> [The problem]:
Find every line below that contains the word "purple" and copy each of those lines in full. Case counts.

Records from a data collection
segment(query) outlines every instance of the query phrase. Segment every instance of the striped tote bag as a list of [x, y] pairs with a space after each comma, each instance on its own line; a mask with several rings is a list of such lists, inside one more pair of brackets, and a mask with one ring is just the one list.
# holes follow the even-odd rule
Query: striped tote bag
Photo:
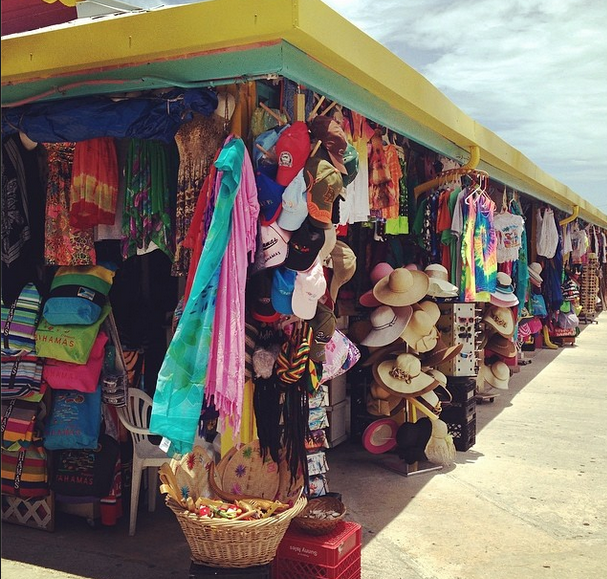
[[10, 305], [2, 304], [2, 354], [20, 356], [36, 349], [36, 326], [40, 320], [42, 298], [33, 283], [26, 284]]

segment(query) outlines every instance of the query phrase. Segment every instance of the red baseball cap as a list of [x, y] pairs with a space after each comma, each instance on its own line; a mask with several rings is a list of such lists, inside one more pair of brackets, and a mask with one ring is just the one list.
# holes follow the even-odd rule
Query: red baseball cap
[[295, 121], [286, 128], [276, 142], [278, 170], [276, 182], [285, 187], [295, 178], [310, 155], [310, 133], [303, 121]]

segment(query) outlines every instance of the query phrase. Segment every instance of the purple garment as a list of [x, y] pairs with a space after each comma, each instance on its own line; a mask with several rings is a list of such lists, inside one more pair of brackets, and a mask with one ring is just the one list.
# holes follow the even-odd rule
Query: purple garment
[[240, 430], [245, 378], [245, 286], [255, 255], [259, 202], [251, 158], [245, 152], [240, 189], [232, 212], [232, 233], [221, 263], [206, 383], [219, 415]]

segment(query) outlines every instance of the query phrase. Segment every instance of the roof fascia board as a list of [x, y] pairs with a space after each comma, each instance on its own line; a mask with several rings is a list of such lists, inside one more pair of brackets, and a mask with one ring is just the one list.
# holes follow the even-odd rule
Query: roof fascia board
[[[378, 113], [368, 113], [369, 118], [403, 134], [415, 130], [412, 138], [453, 158], [476, 145], [488, 167], [526, 185], [519, 189], [555, 206], [579, 205], [583, 219], [607, 226], [607, 215], [468, 117], [417, 71], [320, 0], [208, 0], [5, 37], [2, 84], [71, 81], [74, 74], [86, 72], [90, 78], [93, 72], [105, 75], [158, 61], [173, 66], [180, 59], [283, 40], [377, 99]], [[297, 80], [298, 73], [292, 74]], [[326, 94], [324, 89], [317, 87]], [[344, 96], [338, 100], [365, 114], [360, 103]], [[394, 115], [399, 119], [393, 124]], [[405, 117], [410, 120], [404, 122]]]
[[4, 37], [2, 84], [276, 42], [293, 26], [291, 3], [208, 0]]

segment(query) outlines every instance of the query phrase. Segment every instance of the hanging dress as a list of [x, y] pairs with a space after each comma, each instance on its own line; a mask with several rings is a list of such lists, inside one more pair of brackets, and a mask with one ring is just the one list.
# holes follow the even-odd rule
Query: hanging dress
[[46, 265], [95, 265], [92, 228], [75, 229], [69, 221], [74, 143], [44, 143], [48, 154], [44, 260]]
[[190, 297], [158, 374], [150, 430], [171, 441], [171, 454], [189, 452], [196, 436], [207, 379], [220, 265], [232, 230], [232, 210], [244, 153], [242, 139], [234, 138], [226, 143], [215, 162], [219, 189], [213, 218]]
[[223, 119], [217, 115], [194, 118], [179, 127], [175, 142], [179, 150], [177, 199], [175, 206], [175, 260], [171, 269], [174, 276], [186, 276], [191, 250], [183, 247], [196, 202], [215, 154], [221, 148], [226, 133]]
[[[474, 225], [474, 264], [476, 294], [494, 292], [497, 286], [497, 240], [493, 224], [495, 203], [485, 194], [476, 198]], [[486, 300], [489, 301], [487, 296]]]

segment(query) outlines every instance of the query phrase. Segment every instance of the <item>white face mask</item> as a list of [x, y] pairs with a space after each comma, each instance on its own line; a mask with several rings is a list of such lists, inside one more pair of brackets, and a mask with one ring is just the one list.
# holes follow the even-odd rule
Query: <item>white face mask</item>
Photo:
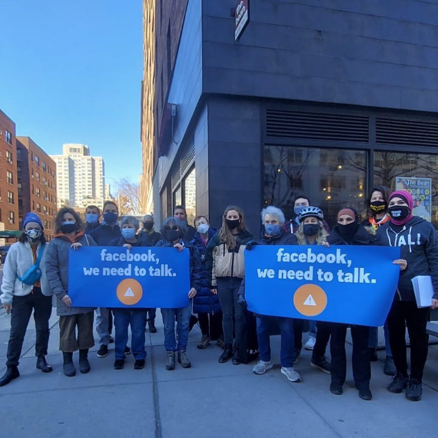
[[206, 234], [210, 227], [206, 224], [201, 224], [196, 229], [199, 234]]

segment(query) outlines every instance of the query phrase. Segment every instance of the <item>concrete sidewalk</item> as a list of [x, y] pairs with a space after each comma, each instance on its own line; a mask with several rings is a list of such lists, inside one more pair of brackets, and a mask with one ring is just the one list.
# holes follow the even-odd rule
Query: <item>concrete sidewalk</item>
[[[184, 369], [177, 364], [175, 371], [167, 371], [159, 311], [157, 317], [158, 333], [146, 333], [145, 369], [135, 370], [133, 358], [129, 356], [125, 369], [116, 371], [113, 351], [99, 358], [96, 345], [90, 354], [91, 371], [87, 374], [78, 371], [73, 377], [62, 372], [54, 315], [47, 357], [53, 371], [44, 374], [35, 369], [35, 331], [31, 322], [20, 364], [21, 375], [0, 388], [1, 435], [404, 438], [438, 433], [438, 346], [429, 348], [422, 401], [409, 402], [403, 394], [388, 392], [386, 387], [390, 379], [383, 374], [379, 361], [372, 364], [373, 400], [365, 402], [354, 389], [350, 363], [344, 394], [334, 396], [328, 390], [330, 376], [309, 367], [310, 352], [303, 350], [296, 366], [302, 382], [288, 381], [280, 373], [278, 336], [271, 338], [277, 365], [263, 375], [251, 373], [253, 363], [218, 363], [221, 350], [215, 345], [197, 350], [197, 327], [189, 338], [192, 368]], [[9, 324], [10, 316], [2, 309], [2, 375]], [[347, 351], [351, 356], [349, 344]], [[379, 355], [384, 359], [384, 352]], [[75, 360], [77, 367], [76, 357]]]

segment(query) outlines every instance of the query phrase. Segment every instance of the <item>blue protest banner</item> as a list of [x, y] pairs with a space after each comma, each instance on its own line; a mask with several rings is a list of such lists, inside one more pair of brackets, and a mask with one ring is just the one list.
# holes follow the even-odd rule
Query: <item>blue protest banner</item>
[[190, 254], [174, 248], [71, 250], [69, 295], [79, 307], [185, 307]]
[[382, 325], [397, 288], [400, 248], [258, 245], [245, 251], [248, 309], [276, 316]]

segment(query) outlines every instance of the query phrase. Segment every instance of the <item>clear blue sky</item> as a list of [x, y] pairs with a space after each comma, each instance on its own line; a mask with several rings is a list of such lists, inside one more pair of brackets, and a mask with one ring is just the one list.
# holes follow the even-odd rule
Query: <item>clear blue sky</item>
[[49, 154], [87, 144], [106, 175], [137, 182], [141, 0], [0, 1], [0, 108], [17, 135]]

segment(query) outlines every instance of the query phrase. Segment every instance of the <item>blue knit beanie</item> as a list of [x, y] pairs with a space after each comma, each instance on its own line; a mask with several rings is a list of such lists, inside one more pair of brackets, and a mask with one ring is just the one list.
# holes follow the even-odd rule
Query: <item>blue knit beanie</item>
[[41, 222], [41, 219], [39, 218], [39, 216], [38, 214], [35, 214], [35, 213], [30, 212], [26, 215], [26, 217], [23, 221], [23, 230], [26, 228], [26, 225], [29, 224], [29, 222], [36, 222], [37, 224], [38, 224], [40, 225], [41, 230], [44, 229], [44, 227], [42, 226], [42, 222]]

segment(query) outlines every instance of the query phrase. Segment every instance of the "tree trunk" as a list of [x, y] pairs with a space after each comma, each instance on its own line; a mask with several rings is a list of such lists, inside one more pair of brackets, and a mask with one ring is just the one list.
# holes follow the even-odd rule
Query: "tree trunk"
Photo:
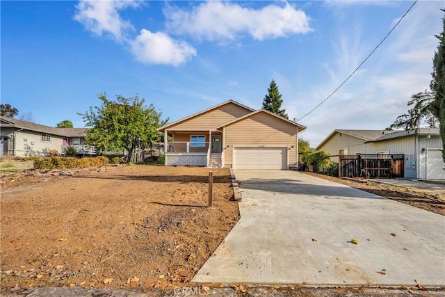
[[129, 147], [127, 149], [128, 151], [128, 156], [127, 156], [127, 163], [129, 163], [131, 161], [131, 156], [133, 156], [133, 147]]

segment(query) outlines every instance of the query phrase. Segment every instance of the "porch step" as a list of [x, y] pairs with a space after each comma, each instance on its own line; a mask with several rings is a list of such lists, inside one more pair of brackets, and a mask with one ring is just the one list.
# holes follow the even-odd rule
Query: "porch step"
[[222, 166], [221, 154], [210, 154], [209, 167], [211, 168], [220, 168]]

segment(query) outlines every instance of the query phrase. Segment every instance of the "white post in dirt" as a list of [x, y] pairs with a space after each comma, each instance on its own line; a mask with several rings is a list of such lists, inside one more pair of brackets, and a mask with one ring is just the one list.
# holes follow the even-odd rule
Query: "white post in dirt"
[[213, 199], [213, 172], [209, 171], [209, 207], [211, 207]]

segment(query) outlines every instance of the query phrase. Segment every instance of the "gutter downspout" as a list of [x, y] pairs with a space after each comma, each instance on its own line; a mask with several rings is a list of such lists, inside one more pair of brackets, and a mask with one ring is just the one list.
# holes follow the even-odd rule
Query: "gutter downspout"
[[14, 149], [13, 151], [13, 156], [17, 156], [17, 132], [19, 132], [21, 131], [23, 131], [23, 128], [14, 131]]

> [Solution to this exercise]:
segment(query) outlines every instance of the query phrase. Segment every instance of the purple garment as a list of [x, y] pairs with a space after each comma, each instance on its own line; a mask with several rings is a list of such lists, inside one more pair of brackets, and a mask with one ring is just the one list.
Query: purple garment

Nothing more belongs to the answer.